PROBLEM DESCRIPTION =
Once you reach the line that contains "Return one point per instance of the striped", retype it and every line after it exactly, ending with the last line of the entries.

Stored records
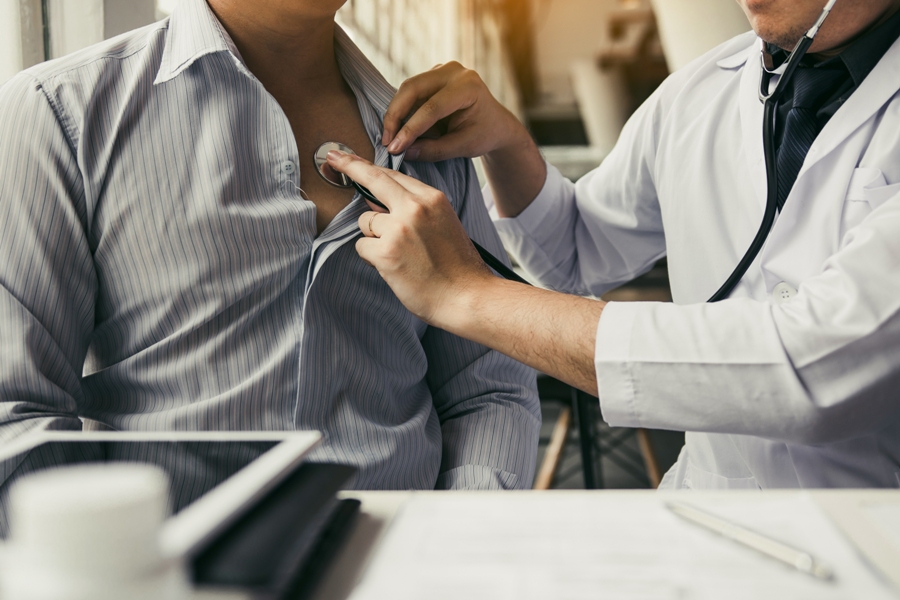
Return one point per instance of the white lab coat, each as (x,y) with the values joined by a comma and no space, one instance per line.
(795,380)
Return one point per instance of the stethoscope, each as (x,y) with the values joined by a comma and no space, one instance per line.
(342,181)
(770,101)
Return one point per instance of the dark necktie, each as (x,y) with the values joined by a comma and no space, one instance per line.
(812,87)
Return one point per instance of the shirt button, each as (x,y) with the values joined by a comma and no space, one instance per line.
(783,292)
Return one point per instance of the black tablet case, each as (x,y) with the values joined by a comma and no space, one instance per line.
(282,545)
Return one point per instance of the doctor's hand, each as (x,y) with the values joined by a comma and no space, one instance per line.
(455,112)
(419,248)
(452,114)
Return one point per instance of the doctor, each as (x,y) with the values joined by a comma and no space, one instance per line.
(793,380)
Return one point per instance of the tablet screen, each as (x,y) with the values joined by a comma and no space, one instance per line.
(196,465)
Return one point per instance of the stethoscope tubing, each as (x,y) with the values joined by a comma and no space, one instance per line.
(770,100)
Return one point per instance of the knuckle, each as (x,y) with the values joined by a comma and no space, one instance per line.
(429,109)
(437,153)
(436,198)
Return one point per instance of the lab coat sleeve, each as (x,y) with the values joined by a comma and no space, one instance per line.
(47,278)
(821,368)
(591,236)
(486,402)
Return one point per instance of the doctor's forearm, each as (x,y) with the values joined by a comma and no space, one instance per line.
(516,174)
(552,332)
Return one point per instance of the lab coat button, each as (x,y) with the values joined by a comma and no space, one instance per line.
(783,292)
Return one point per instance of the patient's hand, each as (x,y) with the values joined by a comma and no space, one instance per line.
(420,248)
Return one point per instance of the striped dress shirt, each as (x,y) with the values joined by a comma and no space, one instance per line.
(159,270)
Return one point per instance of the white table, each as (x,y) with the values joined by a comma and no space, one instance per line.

ANSWER TO THIS PROBLEM =
Return one point per instance of the striped dress shirt, each as (x,y) with the values joined by a comma and no space, one instance per line.
(159,270)
Return one point per instance of the white table, each as (x,y) with the values joined by a comma and no space, one instance per line.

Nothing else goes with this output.